EXERCISE DETAILS: Exactness is required. Restate every entry as written.

EXCERPTED DATA:

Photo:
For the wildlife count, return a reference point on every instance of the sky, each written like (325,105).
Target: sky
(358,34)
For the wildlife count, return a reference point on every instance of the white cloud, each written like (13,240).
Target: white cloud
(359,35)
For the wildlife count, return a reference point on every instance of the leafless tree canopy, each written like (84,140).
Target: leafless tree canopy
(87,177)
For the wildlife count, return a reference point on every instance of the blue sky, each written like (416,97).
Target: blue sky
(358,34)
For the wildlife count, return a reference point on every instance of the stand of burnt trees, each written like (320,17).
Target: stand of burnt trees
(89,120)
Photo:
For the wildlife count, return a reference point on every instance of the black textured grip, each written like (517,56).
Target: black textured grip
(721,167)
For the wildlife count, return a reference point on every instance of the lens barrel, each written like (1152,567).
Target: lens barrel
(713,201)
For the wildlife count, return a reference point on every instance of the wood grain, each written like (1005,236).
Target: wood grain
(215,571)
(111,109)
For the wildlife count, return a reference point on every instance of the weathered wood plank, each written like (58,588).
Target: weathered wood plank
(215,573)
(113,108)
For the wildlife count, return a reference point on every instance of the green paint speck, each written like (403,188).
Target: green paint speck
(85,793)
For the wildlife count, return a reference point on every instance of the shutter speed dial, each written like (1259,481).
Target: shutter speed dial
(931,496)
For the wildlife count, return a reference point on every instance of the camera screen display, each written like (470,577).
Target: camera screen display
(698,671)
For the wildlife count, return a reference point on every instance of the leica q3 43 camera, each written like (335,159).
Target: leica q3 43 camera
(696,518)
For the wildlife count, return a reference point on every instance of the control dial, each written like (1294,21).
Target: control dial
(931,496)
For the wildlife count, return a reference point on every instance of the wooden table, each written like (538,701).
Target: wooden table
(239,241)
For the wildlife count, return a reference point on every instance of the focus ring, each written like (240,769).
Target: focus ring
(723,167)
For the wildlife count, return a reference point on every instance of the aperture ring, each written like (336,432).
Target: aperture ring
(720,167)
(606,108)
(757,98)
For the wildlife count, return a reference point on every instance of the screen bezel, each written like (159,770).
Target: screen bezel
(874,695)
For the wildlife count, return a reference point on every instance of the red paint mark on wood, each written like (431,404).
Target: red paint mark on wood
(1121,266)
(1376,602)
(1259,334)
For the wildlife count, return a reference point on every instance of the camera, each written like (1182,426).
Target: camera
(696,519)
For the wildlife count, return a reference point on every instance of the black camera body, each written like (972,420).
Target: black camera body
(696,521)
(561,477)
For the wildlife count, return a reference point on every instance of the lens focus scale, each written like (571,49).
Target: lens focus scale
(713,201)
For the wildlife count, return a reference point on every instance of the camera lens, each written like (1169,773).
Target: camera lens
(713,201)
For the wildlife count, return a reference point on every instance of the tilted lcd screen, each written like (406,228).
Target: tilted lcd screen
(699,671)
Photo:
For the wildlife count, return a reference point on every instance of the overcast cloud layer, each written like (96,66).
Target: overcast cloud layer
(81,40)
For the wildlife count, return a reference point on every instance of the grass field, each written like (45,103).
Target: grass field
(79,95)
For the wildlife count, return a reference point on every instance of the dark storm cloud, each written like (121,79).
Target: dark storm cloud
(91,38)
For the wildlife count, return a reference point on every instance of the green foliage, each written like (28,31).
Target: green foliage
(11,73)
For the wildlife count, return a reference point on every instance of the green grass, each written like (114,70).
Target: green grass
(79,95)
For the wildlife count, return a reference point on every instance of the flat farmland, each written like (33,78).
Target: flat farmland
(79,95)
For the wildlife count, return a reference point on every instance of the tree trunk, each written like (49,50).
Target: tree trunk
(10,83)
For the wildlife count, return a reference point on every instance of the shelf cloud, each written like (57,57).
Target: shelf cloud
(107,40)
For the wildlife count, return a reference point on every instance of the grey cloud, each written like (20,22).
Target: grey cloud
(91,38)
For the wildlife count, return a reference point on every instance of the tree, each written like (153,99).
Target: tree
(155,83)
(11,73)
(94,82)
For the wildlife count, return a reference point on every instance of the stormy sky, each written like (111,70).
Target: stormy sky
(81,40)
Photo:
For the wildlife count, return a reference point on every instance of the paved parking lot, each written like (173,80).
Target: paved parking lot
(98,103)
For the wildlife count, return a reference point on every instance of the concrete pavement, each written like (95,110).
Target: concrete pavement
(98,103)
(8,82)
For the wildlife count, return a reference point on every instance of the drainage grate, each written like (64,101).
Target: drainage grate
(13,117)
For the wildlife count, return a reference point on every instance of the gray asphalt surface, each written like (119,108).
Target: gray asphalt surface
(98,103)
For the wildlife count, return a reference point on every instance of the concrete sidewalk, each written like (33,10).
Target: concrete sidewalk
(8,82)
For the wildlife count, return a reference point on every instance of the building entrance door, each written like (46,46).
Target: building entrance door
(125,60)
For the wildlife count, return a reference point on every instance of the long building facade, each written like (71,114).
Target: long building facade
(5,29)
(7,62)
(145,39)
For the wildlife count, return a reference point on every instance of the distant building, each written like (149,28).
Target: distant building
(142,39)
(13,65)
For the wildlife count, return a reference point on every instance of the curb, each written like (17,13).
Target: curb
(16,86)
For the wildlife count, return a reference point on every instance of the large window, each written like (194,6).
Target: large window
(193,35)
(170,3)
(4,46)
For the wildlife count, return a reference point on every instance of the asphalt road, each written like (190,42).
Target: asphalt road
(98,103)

SOLVED EXERCISE:
Photo:
For the wildlife count, return a reference point on every instance of the sky, each written like (325,105).
Target: sky
(358,34)
For the wildlife count, return a reference point on every instance of the white cloud, each written like (13,240).
Target: white cloud
(359,35)
For the wildlife count, return a reference point on every instance of the leafless tree canopy, each written like (84,140).
Target: leafless tree canopy
(87,177)
For the wildlife count, return a reference point on every instance of the blue sky, each written like (416,97).
Target: blue sky
(358,34)
For the wildlife count, return a reference point on every instance of the stand of burnt trees, each written like (320,17).
Target: stand of burnt trees
(89,120)
Photo:
For the wildlife count, return a reference point on every instance of the black textured grip, each written like (517,56).
Target: black textured grip
(721,167)
For the wildlife count, return a reference point on every instance of the lens barrel, each written like (1152,567).
Target: lens barrel
(713,201)
For the wildlife count, return a reference point on every instance of the wood grain, each written like (1005,236).
Target: wood grain
(215,571)
(111,109)
For the wildlife count, return a reference point on every instance of the weathered wood plank, each written like (58,588).
Target: weathered wood plank
(215,573)
(113,108)
For the wildlife count, return a reference point on every instance of the green paint speck, each written like (403,188).
Target: green paint speck
(85,793)
For the wildlife count, return a reference point on every instance of the shutter speed dial, each written like (1259,481).
Target: shutter speed dial
(931,496)
For the wildlife count, return a reference point on every instance of the camera screen display, each written like (470,577).
Target: camera screen display
(698,671)
For the wildlife count, return a reference point on every instance of the leica q3 43 camera, each written like (335,159).
Target: leica q3 43 camera
(696,518)
For the wildlife count, return a reference point on every instance of the control dial, each written like (1294,21).
Target: control dial
(931,496)
For the wildlife count, return a reference point on every instance of the wooden table, each written like (538,701).
Target: wooden table
(239,241)
For the wildlife count, return a reference point on every instance of the focus ring, each written like (240,769).
Target: focus ring
(723,167)
For the wildlife count, return a reference point on every instance of the aperture ring, each written like (336,432).
Target: aperture ring
(720,167)
(606,108)
(757,98)
For the wildlife count, return a reference point on every instance of the screen bezel, each written like (159,770).
Target: screen bezel
(874,695)
For the wildlife count, return a reference point on every instance of the red paint mark on wood, each written like (431,404).
Target: red paint mark on wood
(1121,266)
(1376,602)
(1259,334)
For the wildlife count, return a reference point on every instance of the camera, each written like (1182,426).
Target: camera
(696,519)
For the wildlife count, return a reference point on every instance of the black camera body, each written like (972,420).
Target: black camera body
(696,521)
(561,477)
For the wildlife count, return a reference point on every instance of the lens focus scale, each written like (571,49).
Target: lens focus scale
(713,201)
For the wildlife count, return a reference point on every instance of the camera lens, each written like (1169,773).
Target: camera lens
(713,201)
For the wildlife count, return a reference point on every instance of the tilted lcd screen, each written like (406,228).
Target: tilted lcd screen
(699,671)
Photo:
For the wildlife count, return a reference point on every instance of the overcast cloud layer, each written like (96,66).
Target: overcast cloud layer
(81,40)
For the wildlife count, return a reference point on every instance of the grass field, each written like (45,103).
Target: grass field
(79,95)
For the wildlife count, return a reference point on every instance of the dark storm cloud, each written like (121,79).
Target: dark storm cloud
(91,38)
For the wildlife count, return a reference point on every instance of the green foliage, each written like (28,31).
Target: green foliage
(11,73)
For the wildlife count, return a reference point on every instance of the green grass, each written like (114,70).
Target: green grass
(79,95)
For the wildlife count, return a reference point on every instance of the flat farmland, each written like (33,78).
Target: flat farmland
(79,95)
For the wildlife count, return a reference point on every instance of the tree trunk, each written like (49,50).
Target: tree trunk
(10,83)
For the wildlife count, return a reference point on every instance of the shelf cloud, each written like (57,57).
Target: shelf cloud
(107,40)
For the wildlife count, return a reference point on every instance of the grey cloud, each written like (20,22).
Target: grey cloud
(91,38)
For the wildlife count, return a reference point on every instance of the tree, each written like (153,99).
Target: tree
(155,83)
(11,73)
(94,82)
For the wildlife count, return a reference point on every instance of the stormy sky, each written like (111,70).
Target: stormy sky
(81,40)
Photo:
For the wildlife count, return a reference point on every instance of the paved parking lot, each written like (173,80).
Target: paved parking lot
(98,103)
For the wildlife count, return a reference point on every instance of the concrete pavement, each written like (95,110).
Target: concrete pavement
(98,103)
(8,82)
For the wildlife count, return a reference point on every instance of the drainage grate, each written like (64,101).
Target: drainage grate
(13,117)
For the wildlife count, return a reference point on every instance of the gray asphalt surface, each written like (119,108).
Target: gray asphalt surface
(98,103)
For the wildlife count, return a reference point on every instance of the concrete sidewalk, each written like (33,10).
Target: concrete sidewalk
(8,82)
For the wildlife count, return a reference point on every instance of the building entrance door, each written like (46,46).
Target: building entrance door
(125,60)
For the wildlife count, return a reference point on every instance of the long building facade, each written like (71,114).
Target: long building facade
(5,29)
(7,62)
(145,39)
For the wildlife count, return a reference point on every instance of the distant building, each written like (149,28).
Target: distant building
(142,39)
(13,65)
For the wildlife count, return a reference point on every instance of the curb, each written like (17,13).
Target: curb
(16,86)
For the wildlife count, return a reference point on every instance of the large window, each written like (194,6).
Target: large window
(193,35)
(170,3)
(4,46)
For the wildlife count, return a reference point on every instance of the asphalt road, each written like (190,42).
Target: asphalt road
(98,103)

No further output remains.